- Task to complete
Restating every entry exactly is the whole task.
-----
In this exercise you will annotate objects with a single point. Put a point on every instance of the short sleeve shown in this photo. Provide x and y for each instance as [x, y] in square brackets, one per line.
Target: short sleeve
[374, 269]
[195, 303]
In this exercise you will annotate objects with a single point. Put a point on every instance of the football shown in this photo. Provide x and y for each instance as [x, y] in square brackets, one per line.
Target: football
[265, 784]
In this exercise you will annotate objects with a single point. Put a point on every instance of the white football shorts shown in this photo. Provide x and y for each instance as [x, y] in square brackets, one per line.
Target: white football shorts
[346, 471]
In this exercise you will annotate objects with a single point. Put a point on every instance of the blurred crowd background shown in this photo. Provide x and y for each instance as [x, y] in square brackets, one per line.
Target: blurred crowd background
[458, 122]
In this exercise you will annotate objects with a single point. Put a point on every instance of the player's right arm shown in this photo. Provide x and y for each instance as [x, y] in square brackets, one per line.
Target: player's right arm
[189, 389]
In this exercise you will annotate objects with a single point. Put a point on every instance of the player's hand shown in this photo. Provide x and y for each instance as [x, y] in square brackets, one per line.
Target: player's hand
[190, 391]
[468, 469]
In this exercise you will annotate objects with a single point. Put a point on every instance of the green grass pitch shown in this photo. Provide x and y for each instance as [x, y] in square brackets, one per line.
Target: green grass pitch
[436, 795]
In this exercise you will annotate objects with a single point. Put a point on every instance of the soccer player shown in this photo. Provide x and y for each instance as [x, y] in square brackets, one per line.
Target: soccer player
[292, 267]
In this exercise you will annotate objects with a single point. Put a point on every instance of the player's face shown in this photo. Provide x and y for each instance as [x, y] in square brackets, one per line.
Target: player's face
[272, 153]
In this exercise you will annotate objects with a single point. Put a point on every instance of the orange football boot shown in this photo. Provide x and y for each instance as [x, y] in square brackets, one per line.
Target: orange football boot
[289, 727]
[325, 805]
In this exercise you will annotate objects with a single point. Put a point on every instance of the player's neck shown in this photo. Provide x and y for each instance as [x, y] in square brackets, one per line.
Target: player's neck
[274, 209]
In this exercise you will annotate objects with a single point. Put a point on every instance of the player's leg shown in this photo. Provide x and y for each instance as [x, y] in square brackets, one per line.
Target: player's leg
-----
- Exercise answer
In this exercise you will annotate objects with a single point. Put a point on every instance of the short sleeve shown in this photo. Provide x and y for each instance as [x, y] in square brackets, one per line.
Target: short sleeve
[374, 269]
[195, 303]
In this exercise you will annotate objects with a single point. Put a point on every instance of the football shown in this photo. Provide x and y for each instance as [x, y] in square brackets, one per line.
Target: football
[265, 784]
In this exercise you will annotate objects with a single point. Put a point on every instance of the white football shorts shown in this photo. Provide x and y for each instance as [x, y] in square brackets, one per line.
Target: white football shorts
[346, 471]
In this exercise you will annotate objects with a single point. Put a point on every instance of the blurred crowd background shown in this photo. Provide x and y for each instance as [x, y] in square brackets, one per line.
Target: blurred crowd background
[458, 122]
In this exercise you will annotate objects with a single point. Put a point on every instance of the player's right arm shown in this photo. Provide x and y for each instance as [x, y] in square brackets, one per line.
Target: player's right arm
[189, 389]
In this exercise you will annotate objects with a single point. Put a point on every instance of the player's hand shown in this photo. Provide x and y for each instance as [x, y] in square brackets, one per line.
Target: player's hand
[190, 391]
[468, 469]
In this exercise you will annotate objects with a single point. Put a point on every instance of the green grass pitch shown in this photo. Provide x and y for each instance as [x, y] in square brackets, one per line.
Target: green grass pitch
[436, 795]
In this exercise you will annotate objects with a single point. Put a point on every instance of the soccer player shown in this photo. Provide x and y for each instance as [x, y] in square brackets, one per line.
Target: soccer player
[292, 267]
In this exercise you will annotate objects with a single point. Put a point on every instance of the player's face shown in this photo. Provide x and y for each instance as [x, y] in square brackets, one per line.
Target: player's face
[272, 153]
In this exercise you will annotate objects with a single point. Put a point on every instance of the orange football boot shown in this photo. Provide x and y for each instance as [x, y] in square brackets, one per line.
Target: orange football boot
[289, 727]
[325, 805]
In this exercise you will annotate objects with a single point. Put a point on every instance of the player's neck shown in this photo. Provide x and y for each instance as [x, y] in square brackets, one per line.
Target: player's neck
[274, 209]
In this exercise you will annotate objects with a single point. Put a point on every instance of the player's leg shown in this photo. Provide x and y for each instance as [x, y] in square brackets, one per line.
Target: player's leg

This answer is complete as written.